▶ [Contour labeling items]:
==*==
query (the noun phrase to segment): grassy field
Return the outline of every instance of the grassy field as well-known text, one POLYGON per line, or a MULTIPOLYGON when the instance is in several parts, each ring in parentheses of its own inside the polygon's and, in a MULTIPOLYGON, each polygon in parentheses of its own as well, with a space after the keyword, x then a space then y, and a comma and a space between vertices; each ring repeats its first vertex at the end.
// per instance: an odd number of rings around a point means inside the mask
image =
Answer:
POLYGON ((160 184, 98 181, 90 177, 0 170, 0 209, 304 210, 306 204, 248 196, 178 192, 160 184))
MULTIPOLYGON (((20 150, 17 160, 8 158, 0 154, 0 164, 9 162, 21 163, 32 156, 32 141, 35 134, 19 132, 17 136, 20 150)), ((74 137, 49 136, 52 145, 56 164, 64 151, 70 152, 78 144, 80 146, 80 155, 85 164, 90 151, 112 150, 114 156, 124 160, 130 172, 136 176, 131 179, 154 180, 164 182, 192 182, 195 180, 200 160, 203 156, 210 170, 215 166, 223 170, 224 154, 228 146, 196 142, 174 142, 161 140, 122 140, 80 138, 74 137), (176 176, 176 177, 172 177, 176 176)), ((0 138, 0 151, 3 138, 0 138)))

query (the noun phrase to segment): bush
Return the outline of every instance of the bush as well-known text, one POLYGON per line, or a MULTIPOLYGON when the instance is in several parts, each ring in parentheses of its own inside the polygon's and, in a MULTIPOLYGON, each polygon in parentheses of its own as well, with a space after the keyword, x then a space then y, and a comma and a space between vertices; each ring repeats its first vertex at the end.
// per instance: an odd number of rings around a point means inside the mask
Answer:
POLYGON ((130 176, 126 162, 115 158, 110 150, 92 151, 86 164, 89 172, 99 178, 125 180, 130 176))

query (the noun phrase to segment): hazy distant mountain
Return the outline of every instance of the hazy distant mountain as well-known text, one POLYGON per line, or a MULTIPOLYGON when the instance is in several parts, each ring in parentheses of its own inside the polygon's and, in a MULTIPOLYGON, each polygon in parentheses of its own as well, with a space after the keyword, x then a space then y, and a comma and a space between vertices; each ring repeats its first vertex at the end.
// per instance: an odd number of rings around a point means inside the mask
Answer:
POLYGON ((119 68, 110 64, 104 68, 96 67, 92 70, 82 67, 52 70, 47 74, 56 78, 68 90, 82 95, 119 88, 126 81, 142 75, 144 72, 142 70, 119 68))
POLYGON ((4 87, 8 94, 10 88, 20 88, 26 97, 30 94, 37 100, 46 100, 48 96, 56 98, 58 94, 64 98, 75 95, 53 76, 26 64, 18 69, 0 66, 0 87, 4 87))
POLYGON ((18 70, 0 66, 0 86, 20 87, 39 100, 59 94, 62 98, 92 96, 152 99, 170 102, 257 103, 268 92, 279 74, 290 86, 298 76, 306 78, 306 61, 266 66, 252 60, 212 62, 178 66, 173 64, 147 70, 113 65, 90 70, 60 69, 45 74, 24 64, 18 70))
==*==
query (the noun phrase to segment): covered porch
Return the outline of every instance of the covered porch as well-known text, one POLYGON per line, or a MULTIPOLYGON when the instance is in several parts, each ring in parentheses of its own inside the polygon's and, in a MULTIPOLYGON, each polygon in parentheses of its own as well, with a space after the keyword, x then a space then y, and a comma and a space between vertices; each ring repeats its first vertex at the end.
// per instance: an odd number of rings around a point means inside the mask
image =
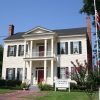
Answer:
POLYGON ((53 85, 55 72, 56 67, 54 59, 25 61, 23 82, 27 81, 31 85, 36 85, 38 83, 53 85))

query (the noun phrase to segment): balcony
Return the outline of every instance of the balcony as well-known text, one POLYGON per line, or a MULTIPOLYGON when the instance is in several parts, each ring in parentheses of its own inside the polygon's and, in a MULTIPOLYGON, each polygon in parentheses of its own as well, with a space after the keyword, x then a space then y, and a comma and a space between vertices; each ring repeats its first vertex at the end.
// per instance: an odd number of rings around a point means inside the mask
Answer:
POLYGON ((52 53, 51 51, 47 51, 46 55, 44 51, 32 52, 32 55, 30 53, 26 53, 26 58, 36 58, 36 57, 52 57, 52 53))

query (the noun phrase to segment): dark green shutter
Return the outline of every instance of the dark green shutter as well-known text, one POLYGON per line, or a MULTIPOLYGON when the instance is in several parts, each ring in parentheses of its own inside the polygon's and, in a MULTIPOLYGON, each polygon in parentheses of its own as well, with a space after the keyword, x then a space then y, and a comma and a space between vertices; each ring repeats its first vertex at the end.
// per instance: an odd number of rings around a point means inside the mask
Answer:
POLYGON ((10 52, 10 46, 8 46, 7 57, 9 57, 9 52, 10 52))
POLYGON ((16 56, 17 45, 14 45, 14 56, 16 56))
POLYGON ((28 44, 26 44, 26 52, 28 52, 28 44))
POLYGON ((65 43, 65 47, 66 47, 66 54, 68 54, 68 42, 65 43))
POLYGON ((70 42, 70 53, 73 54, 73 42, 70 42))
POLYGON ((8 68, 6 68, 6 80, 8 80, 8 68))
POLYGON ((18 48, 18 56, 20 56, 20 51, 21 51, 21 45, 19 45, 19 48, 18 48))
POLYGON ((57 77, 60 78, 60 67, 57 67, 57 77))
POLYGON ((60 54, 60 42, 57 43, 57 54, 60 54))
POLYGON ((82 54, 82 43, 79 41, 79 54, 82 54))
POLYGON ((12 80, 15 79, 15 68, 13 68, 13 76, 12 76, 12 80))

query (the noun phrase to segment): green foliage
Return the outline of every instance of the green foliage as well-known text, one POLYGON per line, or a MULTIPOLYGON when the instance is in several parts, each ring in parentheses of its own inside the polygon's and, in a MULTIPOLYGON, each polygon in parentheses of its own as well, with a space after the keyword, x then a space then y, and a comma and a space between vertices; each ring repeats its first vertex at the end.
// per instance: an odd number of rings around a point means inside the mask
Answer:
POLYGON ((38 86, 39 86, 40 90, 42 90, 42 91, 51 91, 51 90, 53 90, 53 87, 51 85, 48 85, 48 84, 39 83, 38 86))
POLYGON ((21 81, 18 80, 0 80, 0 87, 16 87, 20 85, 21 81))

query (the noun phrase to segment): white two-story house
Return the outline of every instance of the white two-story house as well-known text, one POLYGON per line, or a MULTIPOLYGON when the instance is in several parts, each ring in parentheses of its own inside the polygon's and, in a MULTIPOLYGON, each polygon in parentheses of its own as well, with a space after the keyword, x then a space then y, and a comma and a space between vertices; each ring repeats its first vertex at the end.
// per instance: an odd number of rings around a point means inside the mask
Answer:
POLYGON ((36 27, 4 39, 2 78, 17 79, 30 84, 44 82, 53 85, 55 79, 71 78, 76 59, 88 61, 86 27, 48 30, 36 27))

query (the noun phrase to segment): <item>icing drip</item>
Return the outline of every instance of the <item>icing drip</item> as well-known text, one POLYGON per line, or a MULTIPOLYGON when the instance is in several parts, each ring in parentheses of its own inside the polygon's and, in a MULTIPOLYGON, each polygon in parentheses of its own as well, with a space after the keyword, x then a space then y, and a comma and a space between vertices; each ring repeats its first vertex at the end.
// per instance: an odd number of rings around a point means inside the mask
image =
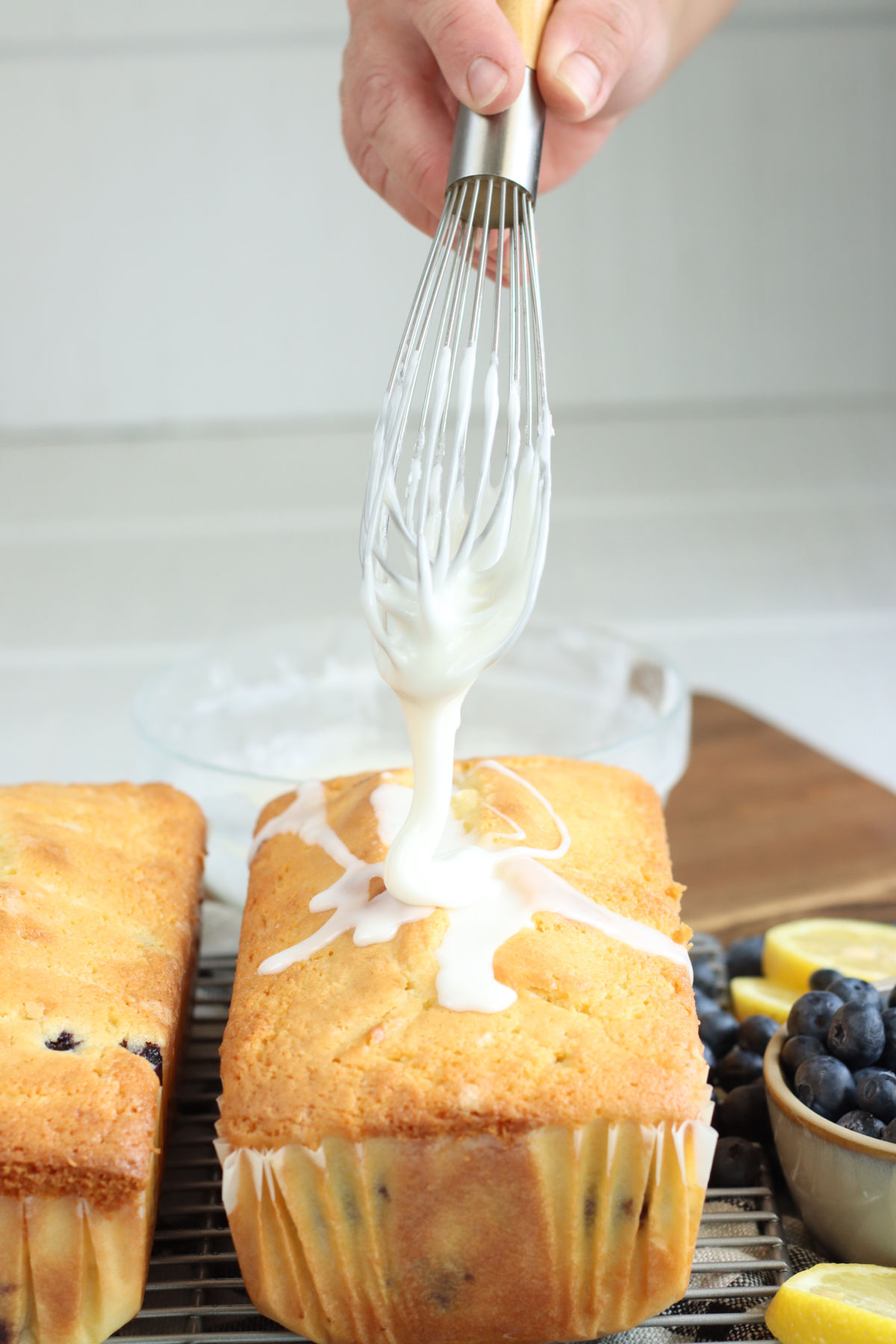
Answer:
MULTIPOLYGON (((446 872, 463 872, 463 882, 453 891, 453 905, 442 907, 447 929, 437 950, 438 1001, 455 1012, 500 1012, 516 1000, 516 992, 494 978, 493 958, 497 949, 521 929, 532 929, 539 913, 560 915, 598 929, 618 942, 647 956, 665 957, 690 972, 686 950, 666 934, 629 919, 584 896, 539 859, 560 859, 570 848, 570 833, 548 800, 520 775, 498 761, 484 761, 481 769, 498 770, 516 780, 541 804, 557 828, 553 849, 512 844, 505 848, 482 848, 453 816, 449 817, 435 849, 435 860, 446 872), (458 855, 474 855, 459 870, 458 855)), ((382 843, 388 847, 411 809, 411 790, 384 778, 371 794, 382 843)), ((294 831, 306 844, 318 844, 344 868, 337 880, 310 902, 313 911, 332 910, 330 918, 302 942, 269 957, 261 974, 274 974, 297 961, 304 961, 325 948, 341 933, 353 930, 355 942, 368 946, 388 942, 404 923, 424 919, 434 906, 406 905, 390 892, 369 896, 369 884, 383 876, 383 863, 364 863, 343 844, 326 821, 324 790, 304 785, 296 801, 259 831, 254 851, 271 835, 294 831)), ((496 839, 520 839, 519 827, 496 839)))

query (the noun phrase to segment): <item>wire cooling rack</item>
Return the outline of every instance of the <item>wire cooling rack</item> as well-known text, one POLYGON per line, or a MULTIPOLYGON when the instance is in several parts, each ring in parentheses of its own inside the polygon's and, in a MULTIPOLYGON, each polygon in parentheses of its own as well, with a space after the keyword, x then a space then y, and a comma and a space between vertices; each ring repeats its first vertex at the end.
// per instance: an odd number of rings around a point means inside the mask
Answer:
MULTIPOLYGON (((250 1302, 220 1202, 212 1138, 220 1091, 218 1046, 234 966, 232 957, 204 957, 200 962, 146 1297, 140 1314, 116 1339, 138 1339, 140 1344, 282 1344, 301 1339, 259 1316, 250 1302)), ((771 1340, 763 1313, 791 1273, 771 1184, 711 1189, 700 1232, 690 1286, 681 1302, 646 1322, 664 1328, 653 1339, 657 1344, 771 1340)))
==*==
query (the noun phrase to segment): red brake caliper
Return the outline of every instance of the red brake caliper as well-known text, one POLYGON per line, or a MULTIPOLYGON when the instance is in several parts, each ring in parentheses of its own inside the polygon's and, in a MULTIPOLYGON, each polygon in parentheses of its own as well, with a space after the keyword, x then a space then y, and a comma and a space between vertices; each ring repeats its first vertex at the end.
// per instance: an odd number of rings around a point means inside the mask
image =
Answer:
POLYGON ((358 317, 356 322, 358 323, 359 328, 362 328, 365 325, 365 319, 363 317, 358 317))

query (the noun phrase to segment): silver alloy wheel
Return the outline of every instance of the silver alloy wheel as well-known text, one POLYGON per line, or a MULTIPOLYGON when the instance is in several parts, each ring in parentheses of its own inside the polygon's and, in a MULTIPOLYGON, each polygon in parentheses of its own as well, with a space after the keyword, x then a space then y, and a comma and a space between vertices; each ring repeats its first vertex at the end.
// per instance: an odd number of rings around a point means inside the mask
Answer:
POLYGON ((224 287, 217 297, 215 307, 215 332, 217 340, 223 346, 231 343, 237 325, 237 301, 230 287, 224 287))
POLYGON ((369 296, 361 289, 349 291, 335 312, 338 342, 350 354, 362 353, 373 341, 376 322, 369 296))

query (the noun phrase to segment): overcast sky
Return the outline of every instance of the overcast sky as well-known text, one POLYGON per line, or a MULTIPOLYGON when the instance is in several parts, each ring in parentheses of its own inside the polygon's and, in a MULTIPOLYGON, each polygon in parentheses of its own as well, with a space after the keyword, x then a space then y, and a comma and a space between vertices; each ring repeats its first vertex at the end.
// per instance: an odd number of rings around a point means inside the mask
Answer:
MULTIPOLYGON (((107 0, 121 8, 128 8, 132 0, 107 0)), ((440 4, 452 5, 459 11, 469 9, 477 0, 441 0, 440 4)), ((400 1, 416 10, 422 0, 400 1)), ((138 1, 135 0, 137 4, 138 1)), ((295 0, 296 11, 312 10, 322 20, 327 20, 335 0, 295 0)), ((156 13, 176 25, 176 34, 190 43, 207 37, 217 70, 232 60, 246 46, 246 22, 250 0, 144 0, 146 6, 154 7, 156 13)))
==*==
Lay out the lines of the records as a Markdown table with the columns Row and Line, numbering each row and leaving out blank lines. Begin at the line that has "query (the noun phrase to segment): overcast" and stop after the line that has "MULTIPOLYGON (((107 0, 121".

▶ [TASK RESULT]:
| Row | Line |
|---|---|
| 1 | query (the noun phrase to segment): overcast sky |
| 2 | Return the outline of every instance of the overcast sky as well-known text, one POLYGON per line, or a MULTIPOLYGON when the instance is in several parts, each ring in parentheses of its own inside the polygon's and, in a MULTIPOLYGON, each polygon in parentheses of its own as well, with a space after the keyword, x then a space then y, and a comma and a space between vertices; each ring repeats its first vertex at the end. |
| 3 | // per instance: an odd number of rings around a point means inside the mask |
| 4 | Answer: |
| 5 | MULTIPOLYGON (((107 0, 121 8, 128 8, 132 0, 107 0)), ((440 4, 452 5, 459 11, 469 9, 477 0, 441 0, 440 4)), ((400 1, 416 10, 422 0, 400 1)), ((138 1, 135 0, 137 4, 138 1)), ((295 0, 296 11, 312 10, 322 20, 327 20, 335 0, 295 0)), ((156 13, 176 25, 176 34, 190 43, 207 37, 217 70, 232 60, 246 46, 246 22, 250 0, 144 0, 146 6, 154 7, 156 13))) |